## THE TASK
Report every line of the records that contains the string "wheel", paying attention to case.

Data entries
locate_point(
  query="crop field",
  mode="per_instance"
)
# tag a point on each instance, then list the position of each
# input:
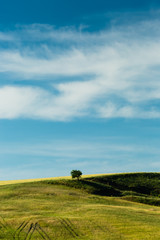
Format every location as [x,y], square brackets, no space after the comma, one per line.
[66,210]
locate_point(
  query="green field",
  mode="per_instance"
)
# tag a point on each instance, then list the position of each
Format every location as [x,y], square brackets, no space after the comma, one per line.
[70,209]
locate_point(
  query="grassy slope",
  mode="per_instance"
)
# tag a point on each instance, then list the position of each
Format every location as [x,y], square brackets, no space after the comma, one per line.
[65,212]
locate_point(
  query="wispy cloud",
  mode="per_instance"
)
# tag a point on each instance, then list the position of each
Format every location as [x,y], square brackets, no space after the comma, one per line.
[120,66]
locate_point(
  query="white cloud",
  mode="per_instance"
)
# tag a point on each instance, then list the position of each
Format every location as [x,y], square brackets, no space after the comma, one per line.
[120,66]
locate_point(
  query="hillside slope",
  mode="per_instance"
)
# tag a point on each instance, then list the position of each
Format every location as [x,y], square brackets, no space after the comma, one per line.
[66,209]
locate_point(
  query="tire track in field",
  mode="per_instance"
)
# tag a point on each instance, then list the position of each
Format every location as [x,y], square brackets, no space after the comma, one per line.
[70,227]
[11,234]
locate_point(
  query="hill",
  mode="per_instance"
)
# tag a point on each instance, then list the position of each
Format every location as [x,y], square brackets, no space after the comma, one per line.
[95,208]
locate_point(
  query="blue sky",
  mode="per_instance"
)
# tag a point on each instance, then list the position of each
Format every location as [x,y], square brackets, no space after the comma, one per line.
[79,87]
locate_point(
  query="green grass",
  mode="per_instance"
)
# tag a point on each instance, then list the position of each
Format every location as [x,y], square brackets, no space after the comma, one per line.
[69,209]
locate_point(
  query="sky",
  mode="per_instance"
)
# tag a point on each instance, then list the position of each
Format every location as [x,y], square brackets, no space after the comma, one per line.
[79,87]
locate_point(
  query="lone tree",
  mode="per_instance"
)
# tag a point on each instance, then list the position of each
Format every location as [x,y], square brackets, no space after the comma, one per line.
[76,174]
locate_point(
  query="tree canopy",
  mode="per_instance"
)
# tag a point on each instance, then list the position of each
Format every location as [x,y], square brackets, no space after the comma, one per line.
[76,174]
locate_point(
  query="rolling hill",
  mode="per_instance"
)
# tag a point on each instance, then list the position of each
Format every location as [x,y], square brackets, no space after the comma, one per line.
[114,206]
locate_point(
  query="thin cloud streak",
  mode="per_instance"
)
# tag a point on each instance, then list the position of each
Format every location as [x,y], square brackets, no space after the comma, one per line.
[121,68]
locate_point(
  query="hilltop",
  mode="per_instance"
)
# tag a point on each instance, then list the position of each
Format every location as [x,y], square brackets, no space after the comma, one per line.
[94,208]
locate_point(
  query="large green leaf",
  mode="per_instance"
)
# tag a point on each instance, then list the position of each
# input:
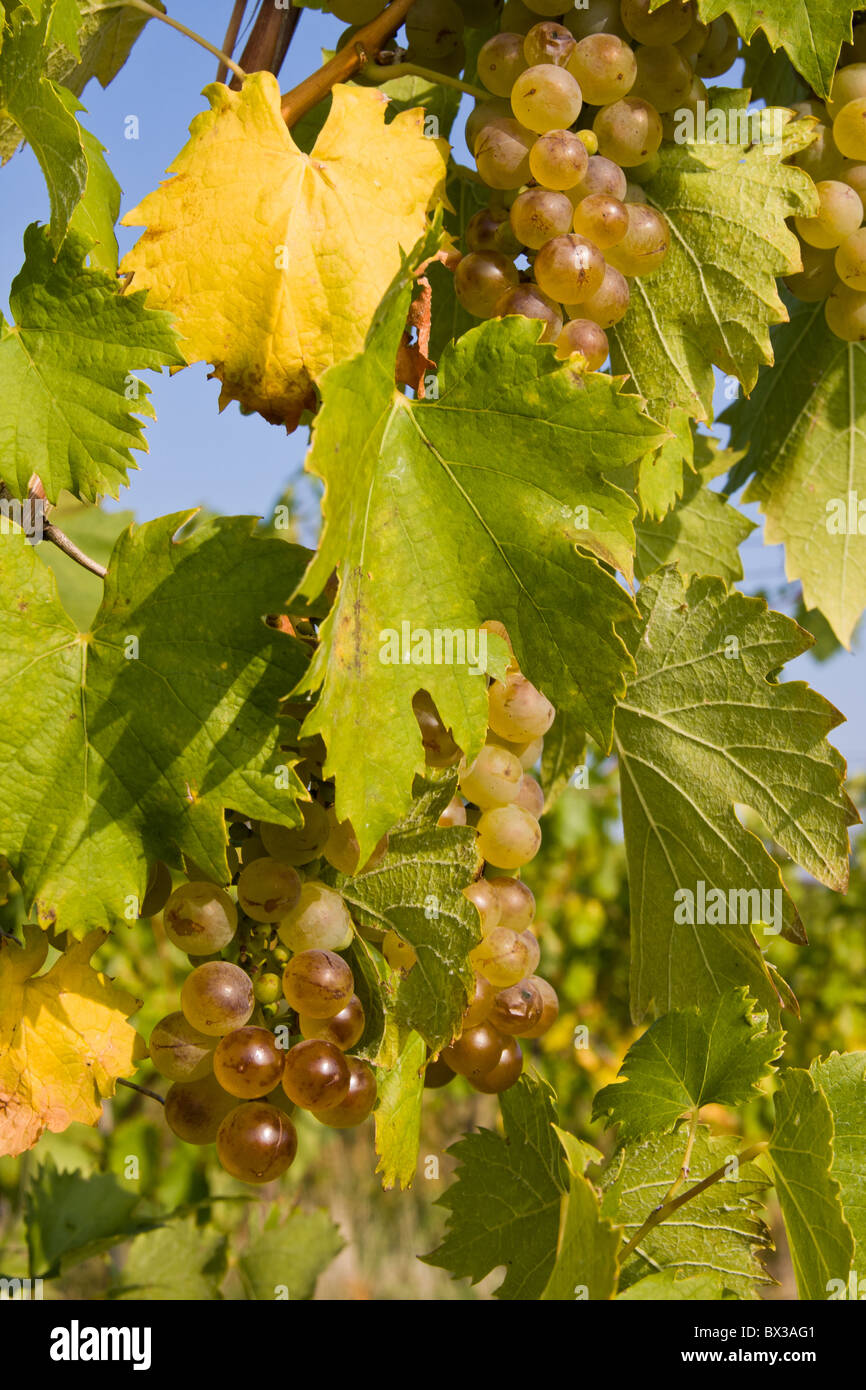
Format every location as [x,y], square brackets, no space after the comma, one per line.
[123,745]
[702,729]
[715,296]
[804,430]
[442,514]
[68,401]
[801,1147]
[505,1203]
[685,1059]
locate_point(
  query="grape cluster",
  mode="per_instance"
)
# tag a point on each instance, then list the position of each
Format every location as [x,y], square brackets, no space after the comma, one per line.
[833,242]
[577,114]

--

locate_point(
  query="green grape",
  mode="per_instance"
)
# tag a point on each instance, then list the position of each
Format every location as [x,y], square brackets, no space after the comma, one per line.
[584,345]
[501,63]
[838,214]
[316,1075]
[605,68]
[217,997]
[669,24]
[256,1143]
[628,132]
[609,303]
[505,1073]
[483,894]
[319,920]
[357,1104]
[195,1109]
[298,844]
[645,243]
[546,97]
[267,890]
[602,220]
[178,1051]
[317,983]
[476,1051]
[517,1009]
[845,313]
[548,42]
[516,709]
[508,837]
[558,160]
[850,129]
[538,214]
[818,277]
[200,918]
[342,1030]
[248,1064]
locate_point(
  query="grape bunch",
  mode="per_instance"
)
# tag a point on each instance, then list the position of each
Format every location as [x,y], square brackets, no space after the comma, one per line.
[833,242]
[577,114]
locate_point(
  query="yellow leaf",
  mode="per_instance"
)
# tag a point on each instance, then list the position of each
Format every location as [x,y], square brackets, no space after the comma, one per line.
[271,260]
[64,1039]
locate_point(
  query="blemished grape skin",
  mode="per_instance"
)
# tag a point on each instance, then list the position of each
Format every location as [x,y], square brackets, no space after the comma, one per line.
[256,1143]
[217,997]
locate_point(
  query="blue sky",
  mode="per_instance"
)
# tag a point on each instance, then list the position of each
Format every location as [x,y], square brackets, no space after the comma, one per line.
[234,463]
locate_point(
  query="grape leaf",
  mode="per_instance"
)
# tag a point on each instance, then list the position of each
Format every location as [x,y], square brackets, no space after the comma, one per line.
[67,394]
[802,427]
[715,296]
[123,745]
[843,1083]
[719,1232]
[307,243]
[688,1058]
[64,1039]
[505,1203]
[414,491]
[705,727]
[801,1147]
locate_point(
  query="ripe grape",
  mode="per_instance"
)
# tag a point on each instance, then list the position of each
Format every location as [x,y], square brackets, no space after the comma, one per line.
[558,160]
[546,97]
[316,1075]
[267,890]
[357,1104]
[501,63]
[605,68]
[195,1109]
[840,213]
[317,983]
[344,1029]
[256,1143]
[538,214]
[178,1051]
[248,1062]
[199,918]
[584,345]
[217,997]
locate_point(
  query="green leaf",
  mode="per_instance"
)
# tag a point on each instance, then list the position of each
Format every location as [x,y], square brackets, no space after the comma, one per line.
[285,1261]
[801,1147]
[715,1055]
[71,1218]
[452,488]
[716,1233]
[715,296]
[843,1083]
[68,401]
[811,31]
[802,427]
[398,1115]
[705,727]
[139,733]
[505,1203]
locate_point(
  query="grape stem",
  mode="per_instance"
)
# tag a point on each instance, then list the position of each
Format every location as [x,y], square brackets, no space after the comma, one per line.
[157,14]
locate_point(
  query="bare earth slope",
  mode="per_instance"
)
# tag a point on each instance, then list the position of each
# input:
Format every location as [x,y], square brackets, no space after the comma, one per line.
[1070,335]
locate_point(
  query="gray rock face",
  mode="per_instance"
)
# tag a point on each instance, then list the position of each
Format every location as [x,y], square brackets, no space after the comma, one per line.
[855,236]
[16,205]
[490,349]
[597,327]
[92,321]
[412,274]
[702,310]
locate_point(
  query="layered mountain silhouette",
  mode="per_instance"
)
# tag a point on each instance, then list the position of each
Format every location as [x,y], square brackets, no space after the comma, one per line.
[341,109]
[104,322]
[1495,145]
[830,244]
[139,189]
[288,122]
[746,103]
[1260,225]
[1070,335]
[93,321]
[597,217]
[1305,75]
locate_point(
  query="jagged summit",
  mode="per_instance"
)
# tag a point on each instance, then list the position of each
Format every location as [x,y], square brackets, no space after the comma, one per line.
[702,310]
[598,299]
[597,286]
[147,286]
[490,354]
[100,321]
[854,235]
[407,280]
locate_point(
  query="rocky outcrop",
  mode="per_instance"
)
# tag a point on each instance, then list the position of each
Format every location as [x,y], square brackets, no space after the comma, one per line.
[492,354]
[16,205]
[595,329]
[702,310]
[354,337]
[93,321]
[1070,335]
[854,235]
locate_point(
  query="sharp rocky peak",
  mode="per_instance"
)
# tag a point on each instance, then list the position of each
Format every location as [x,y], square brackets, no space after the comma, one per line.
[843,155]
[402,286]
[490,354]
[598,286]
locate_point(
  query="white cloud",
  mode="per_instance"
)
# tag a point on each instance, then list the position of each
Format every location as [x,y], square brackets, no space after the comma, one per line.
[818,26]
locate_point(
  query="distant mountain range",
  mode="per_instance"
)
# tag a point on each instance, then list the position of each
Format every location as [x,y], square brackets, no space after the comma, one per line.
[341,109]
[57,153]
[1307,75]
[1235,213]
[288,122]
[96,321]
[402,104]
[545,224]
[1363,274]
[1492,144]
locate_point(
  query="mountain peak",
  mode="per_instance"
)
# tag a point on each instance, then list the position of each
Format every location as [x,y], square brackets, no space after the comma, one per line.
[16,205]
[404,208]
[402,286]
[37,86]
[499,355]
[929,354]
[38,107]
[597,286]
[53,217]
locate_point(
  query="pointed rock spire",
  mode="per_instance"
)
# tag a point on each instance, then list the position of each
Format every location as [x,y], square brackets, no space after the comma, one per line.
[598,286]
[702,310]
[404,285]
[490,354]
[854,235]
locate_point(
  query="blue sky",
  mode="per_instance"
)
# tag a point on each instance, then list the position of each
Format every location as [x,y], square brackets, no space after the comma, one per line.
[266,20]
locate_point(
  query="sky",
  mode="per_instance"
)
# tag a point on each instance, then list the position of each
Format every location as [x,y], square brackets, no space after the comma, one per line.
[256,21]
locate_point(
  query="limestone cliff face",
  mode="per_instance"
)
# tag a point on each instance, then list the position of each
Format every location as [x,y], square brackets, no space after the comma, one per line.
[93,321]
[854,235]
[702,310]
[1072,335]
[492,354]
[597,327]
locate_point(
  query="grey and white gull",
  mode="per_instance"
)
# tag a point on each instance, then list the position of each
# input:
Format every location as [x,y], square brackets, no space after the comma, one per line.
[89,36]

* * *

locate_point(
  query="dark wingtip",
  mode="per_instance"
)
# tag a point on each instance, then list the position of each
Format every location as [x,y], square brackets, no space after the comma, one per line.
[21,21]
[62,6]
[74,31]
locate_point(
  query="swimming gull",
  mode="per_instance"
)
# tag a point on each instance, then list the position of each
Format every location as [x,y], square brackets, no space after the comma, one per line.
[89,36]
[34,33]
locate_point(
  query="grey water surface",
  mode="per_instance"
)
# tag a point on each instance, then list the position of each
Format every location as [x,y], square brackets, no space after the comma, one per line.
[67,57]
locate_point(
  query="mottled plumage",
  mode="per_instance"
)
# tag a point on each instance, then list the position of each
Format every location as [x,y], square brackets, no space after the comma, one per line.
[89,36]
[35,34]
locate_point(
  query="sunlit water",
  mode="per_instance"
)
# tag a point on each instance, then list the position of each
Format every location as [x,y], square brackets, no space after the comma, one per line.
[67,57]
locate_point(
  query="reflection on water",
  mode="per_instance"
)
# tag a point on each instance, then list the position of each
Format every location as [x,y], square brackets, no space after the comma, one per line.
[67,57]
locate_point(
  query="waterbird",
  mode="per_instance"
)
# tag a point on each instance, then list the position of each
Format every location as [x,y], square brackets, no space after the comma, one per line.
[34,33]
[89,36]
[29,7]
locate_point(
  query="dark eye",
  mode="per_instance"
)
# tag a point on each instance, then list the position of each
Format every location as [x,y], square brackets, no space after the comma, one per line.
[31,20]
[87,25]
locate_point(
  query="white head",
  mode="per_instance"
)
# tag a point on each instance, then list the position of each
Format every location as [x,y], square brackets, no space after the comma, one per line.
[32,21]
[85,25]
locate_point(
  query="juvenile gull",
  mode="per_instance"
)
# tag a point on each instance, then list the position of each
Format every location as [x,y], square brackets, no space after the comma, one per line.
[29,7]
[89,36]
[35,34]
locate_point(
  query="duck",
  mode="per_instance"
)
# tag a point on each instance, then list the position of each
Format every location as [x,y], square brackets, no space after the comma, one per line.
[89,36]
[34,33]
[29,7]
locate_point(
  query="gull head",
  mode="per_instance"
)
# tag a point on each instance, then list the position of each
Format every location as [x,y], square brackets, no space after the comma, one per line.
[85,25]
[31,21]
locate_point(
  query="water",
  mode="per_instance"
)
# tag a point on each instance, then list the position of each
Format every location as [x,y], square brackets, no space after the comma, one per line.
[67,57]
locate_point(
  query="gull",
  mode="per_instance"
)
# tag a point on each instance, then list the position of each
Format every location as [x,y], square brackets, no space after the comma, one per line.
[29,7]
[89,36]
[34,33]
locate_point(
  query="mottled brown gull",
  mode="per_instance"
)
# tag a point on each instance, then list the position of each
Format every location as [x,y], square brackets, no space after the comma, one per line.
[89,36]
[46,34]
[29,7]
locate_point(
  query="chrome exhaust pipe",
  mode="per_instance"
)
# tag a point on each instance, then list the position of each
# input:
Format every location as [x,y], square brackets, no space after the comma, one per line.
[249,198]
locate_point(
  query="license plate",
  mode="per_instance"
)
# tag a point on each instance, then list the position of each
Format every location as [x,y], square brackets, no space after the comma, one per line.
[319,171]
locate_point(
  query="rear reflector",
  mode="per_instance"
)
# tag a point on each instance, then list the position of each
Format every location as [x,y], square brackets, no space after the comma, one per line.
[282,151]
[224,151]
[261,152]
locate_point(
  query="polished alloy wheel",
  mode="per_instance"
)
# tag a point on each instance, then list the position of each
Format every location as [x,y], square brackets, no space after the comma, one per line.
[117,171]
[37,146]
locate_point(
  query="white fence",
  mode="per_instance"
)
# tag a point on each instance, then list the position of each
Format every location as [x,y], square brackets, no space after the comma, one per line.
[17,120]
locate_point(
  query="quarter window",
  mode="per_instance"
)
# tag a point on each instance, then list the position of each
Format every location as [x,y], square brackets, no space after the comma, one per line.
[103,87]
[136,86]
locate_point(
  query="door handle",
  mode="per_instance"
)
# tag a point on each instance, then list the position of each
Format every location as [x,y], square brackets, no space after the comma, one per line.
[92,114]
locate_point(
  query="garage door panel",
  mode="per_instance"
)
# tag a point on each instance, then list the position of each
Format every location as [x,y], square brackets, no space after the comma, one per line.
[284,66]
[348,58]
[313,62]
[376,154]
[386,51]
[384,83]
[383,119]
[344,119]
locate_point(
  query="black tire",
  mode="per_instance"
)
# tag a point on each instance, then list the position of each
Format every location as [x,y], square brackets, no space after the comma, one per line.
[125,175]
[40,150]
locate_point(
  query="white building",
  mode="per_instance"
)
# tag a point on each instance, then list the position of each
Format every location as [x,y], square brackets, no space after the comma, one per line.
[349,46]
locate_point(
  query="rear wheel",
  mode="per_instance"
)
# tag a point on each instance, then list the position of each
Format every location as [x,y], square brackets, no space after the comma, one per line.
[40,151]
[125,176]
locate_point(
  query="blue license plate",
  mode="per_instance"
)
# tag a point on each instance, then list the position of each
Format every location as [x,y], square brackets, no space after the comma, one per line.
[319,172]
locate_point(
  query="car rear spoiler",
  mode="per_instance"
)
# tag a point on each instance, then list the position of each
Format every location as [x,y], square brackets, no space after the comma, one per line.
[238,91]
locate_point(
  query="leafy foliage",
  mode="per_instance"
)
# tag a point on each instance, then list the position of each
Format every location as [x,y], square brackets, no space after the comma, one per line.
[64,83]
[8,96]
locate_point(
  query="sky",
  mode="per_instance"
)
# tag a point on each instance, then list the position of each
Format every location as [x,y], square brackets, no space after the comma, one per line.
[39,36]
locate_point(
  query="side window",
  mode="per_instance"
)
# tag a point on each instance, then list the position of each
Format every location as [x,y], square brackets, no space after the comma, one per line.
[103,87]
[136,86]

## REPLY TO THE TASK
  query="polished alloy wheel",
  query="rear wheel",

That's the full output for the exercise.